_Your goal_
Beneath this instruction is a block of data; output from it exactly the lines that run from the one containing "Task: put a pin on every instance of the white paper" through the one containing "Task: put a pin on every instance of the red", inclusive.

_Data provided_
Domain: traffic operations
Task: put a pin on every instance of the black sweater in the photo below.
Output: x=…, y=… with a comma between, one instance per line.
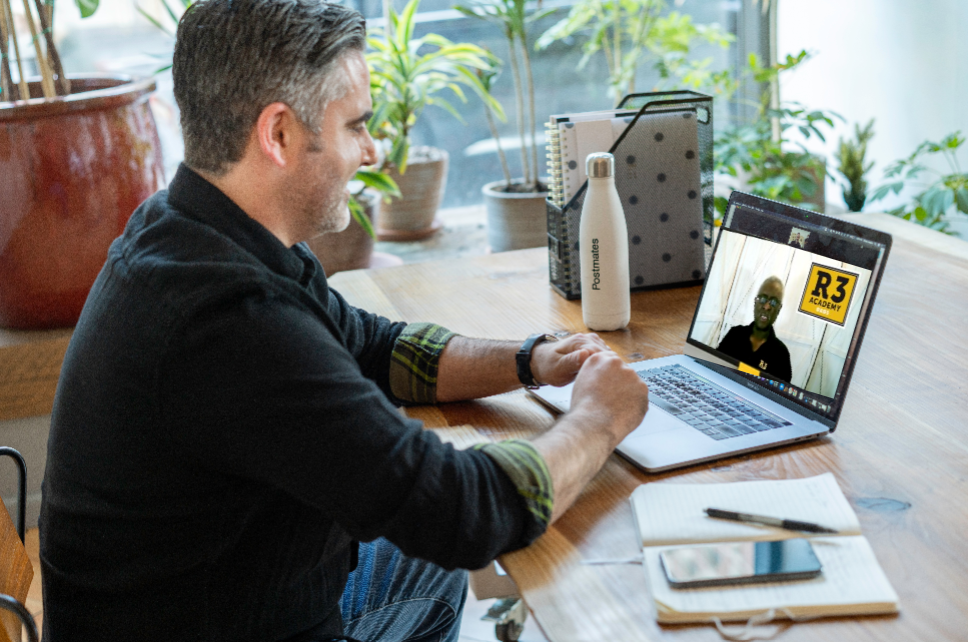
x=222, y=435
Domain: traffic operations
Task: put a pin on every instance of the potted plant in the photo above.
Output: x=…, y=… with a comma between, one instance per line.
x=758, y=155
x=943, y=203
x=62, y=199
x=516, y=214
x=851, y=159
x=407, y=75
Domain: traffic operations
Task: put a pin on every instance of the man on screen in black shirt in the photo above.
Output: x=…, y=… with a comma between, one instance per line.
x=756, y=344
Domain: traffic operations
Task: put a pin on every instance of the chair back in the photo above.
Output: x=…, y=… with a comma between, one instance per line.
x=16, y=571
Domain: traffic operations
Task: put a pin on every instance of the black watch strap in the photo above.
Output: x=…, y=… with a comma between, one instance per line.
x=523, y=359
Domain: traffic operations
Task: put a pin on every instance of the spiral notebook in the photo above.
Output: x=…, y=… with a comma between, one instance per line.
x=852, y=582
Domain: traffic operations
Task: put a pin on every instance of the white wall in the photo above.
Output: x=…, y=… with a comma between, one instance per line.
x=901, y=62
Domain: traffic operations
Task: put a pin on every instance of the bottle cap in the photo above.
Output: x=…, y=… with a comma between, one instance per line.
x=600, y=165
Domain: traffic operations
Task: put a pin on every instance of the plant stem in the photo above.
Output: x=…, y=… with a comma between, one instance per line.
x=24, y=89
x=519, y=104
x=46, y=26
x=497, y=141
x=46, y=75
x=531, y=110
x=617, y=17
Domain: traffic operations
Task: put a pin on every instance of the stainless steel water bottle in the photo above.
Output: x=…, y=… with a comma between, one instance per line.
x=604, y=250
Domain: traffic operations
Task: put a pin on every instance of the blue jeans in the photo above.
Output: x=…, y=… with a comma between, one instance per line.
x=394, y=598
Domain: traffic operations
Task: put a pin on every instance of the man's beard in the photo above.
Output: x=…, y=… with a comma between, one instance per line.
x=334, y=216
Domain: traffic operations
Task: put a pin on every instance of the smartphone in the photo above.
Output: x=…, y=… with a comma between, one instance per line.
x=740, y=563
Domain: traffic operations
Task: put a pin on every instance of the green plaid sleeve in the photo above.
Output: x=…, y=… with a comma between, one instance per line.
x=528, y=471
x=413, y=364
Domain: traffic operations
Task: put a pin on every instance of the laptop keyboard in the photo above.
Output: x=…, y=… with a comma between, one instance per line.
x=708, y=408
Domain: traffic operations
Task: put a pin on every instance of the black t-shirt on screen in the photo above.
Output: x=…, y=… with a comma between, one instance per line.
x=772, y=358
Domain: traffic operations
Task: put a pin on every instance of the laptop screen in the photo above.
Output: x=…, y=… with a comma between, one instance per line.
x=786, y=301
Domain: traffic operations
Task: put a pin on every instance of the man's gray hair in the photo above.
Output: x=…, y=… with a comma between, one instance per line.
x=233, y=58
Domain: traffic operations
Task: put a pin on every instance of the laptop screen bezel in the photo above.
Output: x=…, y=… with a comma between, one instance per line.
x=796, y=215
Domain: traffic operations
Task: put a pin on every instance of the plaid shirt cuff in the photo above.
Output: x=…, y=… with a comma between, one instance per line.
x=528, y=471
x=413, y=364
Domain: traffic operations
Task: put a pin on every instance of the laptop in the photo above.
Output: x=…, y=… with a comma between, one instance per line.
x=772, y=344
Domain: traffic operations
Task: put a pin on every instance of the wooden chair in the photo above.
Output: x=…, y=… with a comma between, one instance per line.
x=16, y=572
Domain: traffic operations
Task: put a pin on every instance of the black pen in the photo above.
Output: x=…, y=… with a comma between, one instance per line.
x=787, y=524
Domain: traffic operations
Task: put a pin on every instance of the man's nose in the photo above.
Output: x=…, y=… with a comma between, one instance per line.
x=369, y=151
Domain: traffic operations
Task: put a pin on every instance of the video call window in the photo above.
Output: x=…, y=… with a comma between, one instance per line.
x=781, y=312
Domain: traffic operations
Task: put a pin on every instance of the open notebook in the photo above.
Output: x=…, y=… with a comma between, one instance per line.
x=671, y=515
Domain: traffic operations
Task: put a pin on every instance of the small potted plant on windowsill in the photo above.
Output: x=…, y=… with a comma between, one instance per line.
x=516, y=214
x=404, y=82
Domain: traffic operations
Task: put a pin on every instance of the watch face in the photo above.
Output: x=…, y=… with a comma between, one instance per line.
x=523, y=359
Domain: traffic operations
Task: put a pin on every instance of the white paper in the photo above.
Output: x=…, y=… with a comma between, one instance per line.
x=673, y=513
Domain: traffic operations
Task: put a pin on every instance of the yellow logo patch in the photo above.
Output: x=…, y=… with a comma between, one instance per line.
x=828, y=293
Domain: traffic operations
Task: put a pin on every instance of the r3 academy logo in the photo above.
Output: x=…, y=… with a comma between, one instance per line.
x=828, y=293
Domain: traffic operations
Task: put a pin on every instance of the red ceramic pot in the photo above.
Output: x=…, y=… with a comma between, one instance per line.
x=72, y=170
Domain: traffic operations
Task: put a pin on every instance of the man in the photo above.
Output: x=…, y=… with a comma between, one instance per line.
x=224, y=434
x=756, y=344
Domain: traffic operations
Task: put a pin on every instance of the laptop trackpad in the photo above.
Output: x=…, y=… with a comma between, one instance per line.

_Output_
Task: put a pin on every instance of the white paper in the photo above.
Output: x=…, y=… with a comma between, one instance per line.
x=673, y=513
Domain: traffic operations
Task: put a pin on every instance of the yellow logo patch in the photo above.
Output: x=…, y=… with a comma between, one instance per line.
x=828, y=293
Domain: traffic operations
Task: put a pin on every instance of the r3 academy logo in the photo above.
Output: x=…, y=… with a comma between, one instance per line.
x=828, y=293
Domain: traffic operations
Task: put a pin on every instance of the red ceramic pot in the photo above.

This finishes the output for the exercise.